### Written problem
Rewrite the entries starting with the line containing "The dark jacket" and going on through the line containing "[77,46,88,55]", swapping "another system" for "a second system" and keeping everything else the same.

******************************

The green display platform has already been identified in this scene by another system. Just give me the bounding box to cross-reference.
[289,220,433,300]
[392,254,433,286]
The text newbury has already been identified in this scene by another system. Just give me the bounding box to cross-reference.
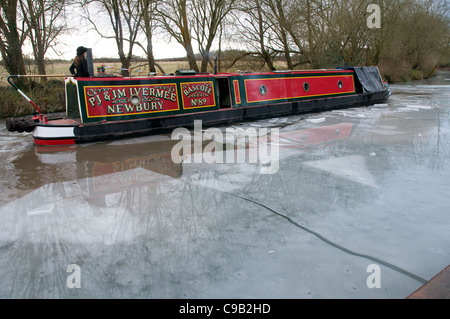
[171,120,279,174]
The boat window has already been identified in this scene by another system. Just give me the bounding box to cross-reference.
[217,78,231,109]
[259,85,267,95]
[303,82,309,92]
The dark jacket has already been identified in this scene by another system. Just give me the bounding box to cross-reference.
[69,59,91,77]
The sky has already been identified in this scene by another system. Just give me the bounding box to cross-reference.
[40,31,190,60]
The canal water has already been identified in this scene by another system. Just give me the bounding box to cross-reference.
[0,72,450,299]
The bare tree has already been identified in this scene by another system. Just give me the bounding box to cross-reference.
[233,0,278,70]
[157,0,198,72]
[19,0,67,74]
[0,0,26,82]
[192,0,236,72]
[83,0,142,76]
[137,0,164,73]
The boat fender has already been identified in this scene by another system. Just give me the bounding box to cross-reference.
[6,118,36,133]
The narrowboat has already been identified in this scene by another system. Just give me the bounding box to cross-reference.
[6,67,390,146]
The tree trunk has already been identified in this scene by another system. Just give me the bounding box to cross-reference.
[0,0,27,85]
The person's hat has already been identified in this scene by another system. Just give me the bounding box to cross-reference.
[77,46,88,55]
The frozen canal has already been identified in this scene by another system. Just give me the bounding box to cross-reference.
[0,72,450,298]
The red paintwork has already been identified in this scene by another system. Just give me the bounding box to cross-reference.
[244,75,355,103]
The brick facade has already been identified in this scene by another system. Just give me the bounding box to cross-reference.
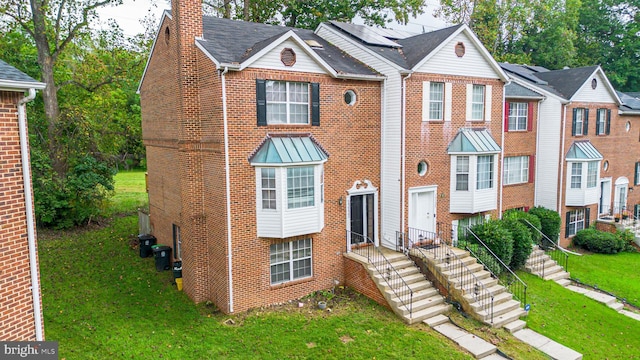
[0,91,44,341]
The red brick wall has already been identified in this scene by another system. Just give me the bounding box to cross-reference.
[405,73,504,227]
[0,91,44,341]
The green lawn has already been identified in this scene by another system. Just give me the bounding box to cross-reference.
[569,252,640,306]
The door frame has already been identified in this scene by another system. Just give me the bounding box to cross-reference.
[345,179,380,252]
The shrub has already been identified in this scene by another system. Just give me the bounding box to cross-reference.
[467,220,513,268]
[573,228,626,254]
[529,206,562,243]
[502,210,542,244]
[502,219,539,270]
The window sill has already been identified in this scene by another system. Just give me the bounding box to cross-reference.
[269,276,315,290]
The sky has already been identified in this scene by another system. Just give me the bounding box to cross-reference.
[98,0,445,36]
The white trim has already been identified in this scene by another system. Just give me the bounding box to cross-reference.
[411,24,509,82]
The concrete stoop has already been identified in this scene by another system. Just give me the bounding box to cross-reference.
[366,252,451,324]
[410,248,525,328]
[524,246,571,281]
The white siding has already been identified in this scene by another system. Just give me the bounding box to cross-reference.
[416,33,499,79]
[534,97,563,210]
[571,72,616,104]
[249,40,326,74]
[317,25,402,249]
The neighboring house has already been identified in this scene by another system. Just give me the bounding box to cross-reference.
[0,60,44,341]
[501,63,640,246]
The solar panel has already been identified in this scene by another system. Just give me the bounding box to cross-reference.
[331,21,402,48]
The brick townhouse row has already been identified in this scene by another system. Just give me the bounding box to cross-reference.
[139,1,640,313]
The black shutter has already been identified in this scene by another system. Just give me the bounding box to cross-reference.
[311,83,320,126]
[582,109,589,135]
[256,79,267,126]
[584,208,591,229]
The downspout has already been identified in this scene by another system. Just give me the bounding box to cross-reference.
[396,73,413,248]
[220,66,233,313]
[18,89,44,341]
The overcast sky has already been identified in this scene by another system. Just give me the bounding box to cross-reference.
[98,0,445,36]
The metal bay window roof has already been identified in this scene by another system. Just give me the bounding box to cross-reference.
[566,141,603,161]
[249,134,329,165]
[447,128,500,154]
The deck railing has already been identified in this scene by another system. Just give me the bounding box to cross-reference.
[347,230,413,318]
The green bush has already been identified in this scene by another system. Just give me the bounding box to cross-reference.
[467,220,513,268]
[529,206,562,243]
[573,228,626,254]
[502,219,537,270]
[502,209,542,244]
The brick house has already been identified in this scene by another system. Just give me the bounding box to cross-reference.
[0,60,44,341]
[501,64,640,246]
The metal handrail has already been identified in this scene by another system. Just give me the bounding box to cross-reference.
[522,219,569,279]
[347,230,413,319]
[404,226,494,324]
[465,227,527,305]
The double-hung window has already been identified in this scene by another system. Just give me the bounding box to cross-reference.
[471,85,485,121]
[476,155,493,190]
[508,102,529,131]
[456,156,469,191]
[504,156,529,185]
[269,239,312,285]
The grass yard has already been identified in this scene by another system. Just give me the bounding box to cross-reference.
[569,252,640,306]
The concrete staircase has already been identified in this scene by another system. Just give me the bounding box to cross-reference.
[409,247,525,328]
[525,245,570,283]
[366,250,451,324]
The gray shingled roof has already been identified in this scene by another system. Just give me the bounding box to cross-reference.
[197,16,379,76]
[536,66,598,99]
[504,82,543,99]
[0,60,40,84]
[329,21,462,69]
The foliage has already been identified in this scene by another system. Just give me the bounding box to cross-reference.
[466,220,513,268]
[502,219,533,270]
[573,228,626,254]
[529,206,562,242]
[502,209,542,244]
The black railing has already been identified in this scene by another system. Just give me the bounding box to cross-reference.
[396,224,494,324]
[347,230,413,319]
[464,228,527,305]
[523,219,569,279]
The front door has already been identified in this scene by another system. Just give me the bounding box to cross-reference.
[409,189,436,233]
[350,194,375,245]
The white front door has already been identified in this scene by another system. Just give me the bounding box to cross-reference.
[409,186,436,233]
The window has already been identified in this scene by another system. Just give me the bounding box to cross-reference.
[269,239,311,285]
[571,163,582,189]
[260,168,276,209]
[566,209,585,237]
[471,85,484,121]
[587,161,598,188]
[287,166,314,209]
[571,109,589,136]
[456,156,469,191]
[476,155,493,190]
[508,102,529,131]
[429,82,444,120]
[504,156,529,185]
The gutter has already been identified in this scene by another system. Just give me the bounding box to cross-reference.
[220,66,233,313]
[18,88,44,341]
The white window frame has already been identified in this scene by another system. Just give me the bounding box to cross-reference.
[476,154,495,190]
[269,238,313,285]
[508,102,529,131]
[502,156,529,185]
[266,80,311,125]
[567,209,585,236]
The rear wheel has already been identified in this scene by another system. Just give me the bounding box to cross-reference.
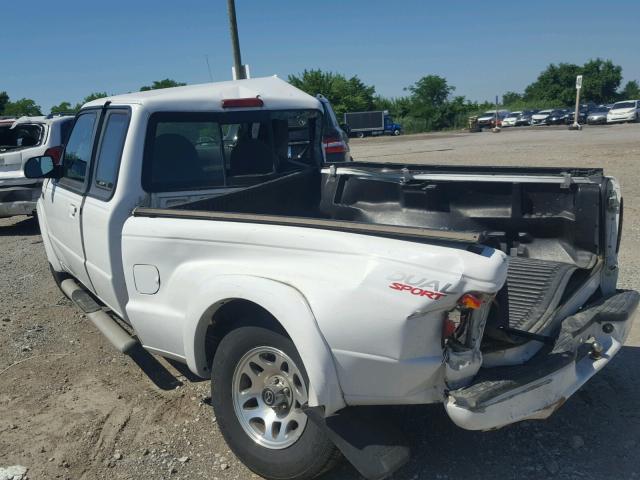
[211,326,339,480]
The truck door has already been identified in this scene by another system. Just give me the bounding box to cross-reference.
[82,107,131,319]
[42,109,100,291]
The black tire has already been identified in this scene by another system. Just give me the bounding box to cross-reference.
[211,326,340,480]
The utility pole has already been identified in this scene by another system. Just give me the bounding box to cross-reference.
[569,75,582,130]
[227,0,247,80]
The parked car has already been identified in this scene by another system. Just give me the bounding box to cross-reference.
[565,106,589,125]
[316,94,353,163]
[478,110,509,128]
[502,111,522,127]
[531,108,554,125]
[516,110,538,127]
[0,116,73,218]
[545,108,570,125]
[586,106,609,125]
[24,77,640,480]
[607,100,640,123]
[344,110,402,138]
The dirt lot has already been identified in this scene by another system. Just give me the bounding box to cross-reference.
[0,125,640,480]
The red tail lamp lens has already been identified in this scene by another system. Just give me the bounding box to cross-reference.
[222,97,264,108]
[458,293,482,310]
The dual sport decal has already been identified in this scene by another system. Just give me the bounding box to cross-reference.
[387,272,455,300]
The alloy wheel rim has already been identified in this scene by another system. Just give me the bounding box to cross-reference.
[232,346,308,450]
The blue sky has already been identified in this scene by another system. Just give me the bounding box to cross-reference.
[0,0,640,111]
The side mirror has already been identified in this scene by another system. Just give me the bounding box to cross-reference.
[22,155,58,178]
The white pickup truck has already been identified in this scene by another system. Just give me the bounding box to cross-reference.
[25,77,639,479]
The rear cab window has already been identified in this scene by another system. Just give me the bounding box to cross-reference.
[142,110,322,192]
[90,110,130,200]
[59,110,100,189]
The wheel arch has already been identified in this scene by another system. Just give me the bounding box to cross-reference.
[183,275,345,414]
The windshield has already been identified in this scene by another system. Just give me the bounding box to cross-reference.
[0,124,44,152]
[612,102,636,110]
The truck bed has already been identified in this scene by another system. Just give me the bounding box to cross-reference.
[134,164,603,343]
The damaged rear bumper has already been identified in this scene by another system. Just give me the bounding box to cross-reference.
[445,291,640,430]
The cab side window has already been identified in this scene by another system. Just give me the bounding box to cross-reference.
[62,112,98,188]
[91,110,129,199]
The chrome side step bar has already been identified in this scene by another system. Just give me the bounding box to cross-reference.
[60,278,138,353]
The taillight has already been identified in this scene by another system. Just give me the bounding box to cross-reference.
[322,137,347,153]
[442,293,486,344]
[44,146,64,165]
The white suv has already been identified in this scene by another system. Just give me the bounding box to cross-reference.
[607,100,640,123]
[0,115,75,218]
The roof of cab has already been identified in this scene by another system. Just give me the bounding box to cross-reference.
[83,76,322,112]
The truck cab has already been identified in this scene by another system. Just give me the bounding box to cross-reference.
[24,77,640,480]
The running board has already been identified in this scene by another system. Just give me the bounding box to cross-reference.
[302,406,410,480]
[60,278,138,353]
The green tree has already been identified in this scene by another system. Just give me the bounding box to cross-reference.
[405,75,455,130]
[574,58,622,103]
[0,92,9,115]
[524,58,622,106]
[524,63,581,106]
[288,69,375,118]
[3,98,42,117]
[140,78,186,92]
[51,102,77,114]
[620,80,640,100]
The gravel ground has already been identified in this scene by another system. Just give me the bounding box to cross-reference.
[0,125,640,480]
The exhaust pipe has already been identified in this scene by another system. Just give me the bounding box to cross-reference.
[60,278,138,353]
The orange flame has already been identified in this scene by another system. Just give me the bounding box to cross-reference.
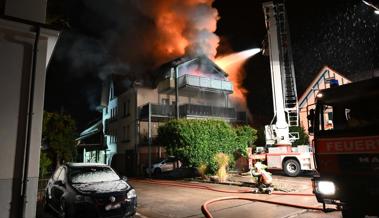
[215,48,261,110]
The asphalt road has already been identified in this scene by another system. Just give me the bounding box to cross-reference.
[37,175,341,218]
[129,176,341,218]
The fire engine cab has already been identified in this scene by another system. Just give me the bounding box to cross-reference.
[308,77,379,218]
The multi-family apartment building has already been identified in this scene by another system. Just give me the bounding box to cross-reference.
[78,57,246,174]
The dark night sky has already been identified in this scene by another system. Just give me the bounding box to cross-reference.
[45,0,379,131]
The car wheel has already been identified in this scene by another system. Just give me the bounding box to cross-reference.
[283,159,301,177]
[42,192,50,212]
[59,199,68,218]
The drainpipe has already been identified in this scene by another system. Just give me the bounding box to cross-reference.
[148,103,152,178]
[20,25,41,217]
[175,66,179,119]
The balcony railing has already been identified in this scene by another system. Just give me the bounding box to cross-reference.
[140,104,175,119]
[158,74,233,93]
[140,104,237,120]
[178,74,233,92]
[179,104,236,119]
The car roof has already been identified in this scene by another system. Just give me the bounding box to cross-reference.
[66,162,109,167]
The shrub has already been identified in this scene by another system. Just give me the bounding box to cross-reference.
[157,119,256,173]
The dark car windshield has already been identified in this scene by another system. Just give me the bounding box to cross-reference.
[69,167,120,184]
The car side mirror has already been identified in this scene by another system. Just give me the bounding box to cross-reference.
[54,180,64,186]
[121,176,128,182]
[307,109,316,133]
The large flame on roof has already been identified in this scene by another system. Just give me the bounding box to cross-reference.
[215,48,261,110]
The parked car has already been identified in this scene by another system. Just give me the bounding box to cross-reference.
[44,163,137,218]
[145,156,182,175]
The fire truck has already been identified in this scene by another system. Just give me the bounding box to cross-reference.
[308,77,379,217]
[251,1,315,176]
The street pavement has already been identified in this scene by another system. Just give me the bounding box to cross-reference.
[37,174,341,218]
[129,175,341,218]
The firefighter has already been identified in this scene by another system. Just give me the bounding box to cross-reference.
[250,162,273,194]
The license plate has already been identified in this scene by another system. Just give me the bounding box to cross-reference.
[105,203,121,211]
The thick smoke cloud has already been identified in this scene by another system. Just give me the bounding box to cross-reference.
[53,0,219,79]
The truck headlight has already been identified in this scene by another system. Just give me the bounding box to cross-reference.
[126,189,137,198]
[316,181,336,195]
[75,195,91,202]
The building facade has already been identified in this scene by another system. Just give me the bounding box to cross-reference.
[86,58,247,175]
[0,0,59,218]
[299,66,351,144]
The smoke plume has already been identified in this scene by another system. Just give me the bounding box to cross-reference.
[117,0,219,72]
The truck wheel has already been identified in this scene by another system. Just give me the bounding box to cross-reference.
[342,208,365,218]
[283,159,301,176]
[154,168,162,175]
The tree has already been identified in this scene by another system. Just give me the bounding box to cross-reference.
[39,151,51,178]
[157,120,255,173]
[42,112,76,166]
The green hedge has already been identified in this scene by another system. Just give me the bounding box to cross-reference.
[157,119,257,173]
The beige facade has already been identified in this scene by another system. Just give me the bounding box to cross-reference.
[299,66,351,143]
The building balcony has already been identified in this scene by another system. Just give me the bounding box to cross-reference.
[140,104,237,122]
[158,74,233,94]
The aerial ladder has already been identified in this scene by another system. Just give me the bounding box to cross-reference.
[253,1,314,176]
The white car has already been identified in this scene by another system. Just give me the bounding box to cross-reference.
[146,157,182,175]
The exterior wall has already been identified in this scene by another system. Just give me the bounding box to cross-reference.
[103,93,117,164]
[0,18,58,218]
[299,67,351,143]
[4,0,47,23]
[103,73,240,174]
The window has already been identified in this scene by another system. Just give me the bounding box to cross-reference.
[53,167,62,181]
[125,125,130,140]
[162,98,170,105]
[58,167,66,182]
[126,99,130,116]
[123,102,127,117]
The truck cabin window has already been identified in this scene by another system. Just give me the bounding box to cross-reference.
[318,98,379,134]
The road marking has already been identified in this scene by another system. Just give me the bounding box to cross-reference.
[136,212,148,218]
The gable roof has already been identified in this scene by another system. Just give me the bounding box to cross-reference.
[299,66,351,108]
[153,56,228,82]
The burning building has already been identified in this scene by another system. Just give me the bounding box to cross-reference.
[77,57,247,174]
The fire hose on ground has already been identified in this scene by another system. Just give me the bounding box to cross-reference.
[132,179,336,218]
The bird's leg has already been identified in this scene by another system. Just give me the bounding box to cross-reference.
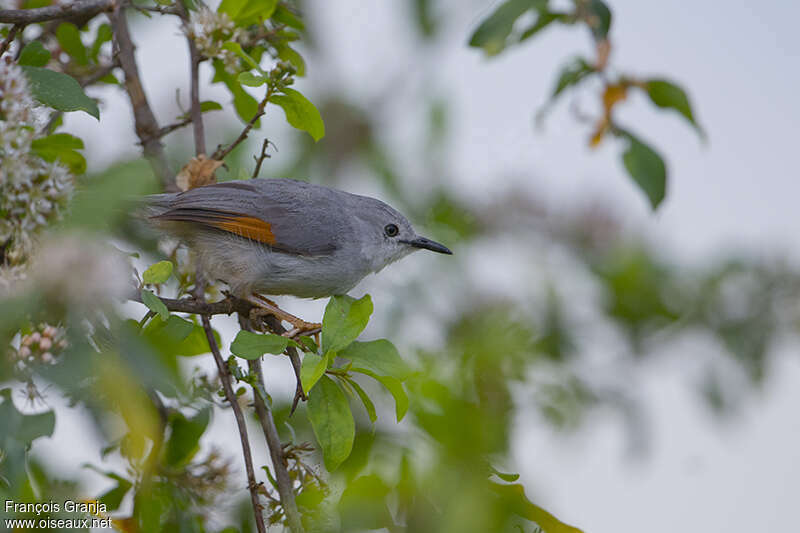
[246,293,322,338]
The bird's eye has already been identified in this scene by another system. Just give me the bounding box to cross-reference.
[383,224,400,237]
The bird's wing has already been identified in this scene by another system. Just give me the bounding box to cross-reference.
[152,179,343,256]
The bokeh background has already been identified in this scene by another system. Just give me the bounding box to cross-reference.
[12,0,800,533]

******************************

### Result
The dark jacket has already been identified in this scene by a second system. Just give me the bounding box to cross-reference.
[69,59,91,77]
The sky has already been identified in this scene by a second system. Just give me the bounding box to cross-reference.
[40,31,190,60]
The canal water has already been identified in this scene by a second system. Just give me the bounding box to cross-reference.
[0,72,450,299]
The bare tree has already been identified in this scene by a second system. Just give me the bounding box to cross-reference.
[233,0,278,70]
[157,0,198,72]
[19,0,67,74]
[0,0,26,82]
[192,0,236,72]
[83,0,142,76]
[137,0,164,73]
The boat fender has already been identified in this scene by a second system. Just give me the bounding box to cross-reference.
[6,118,36,133]
The narrowboat has already been identified in this scene by a second system. Just give me the bounding box to cross-reference.
[6,67,390,146]
The tree trunk has already been identified in this scene by a second system. Just give me the bounding box to cross-reference.
[0,0,27,85]
The person's hat has already been identified in this scene by a second system. Just give me the bounding box to cross-reference.
[77,46,88,55]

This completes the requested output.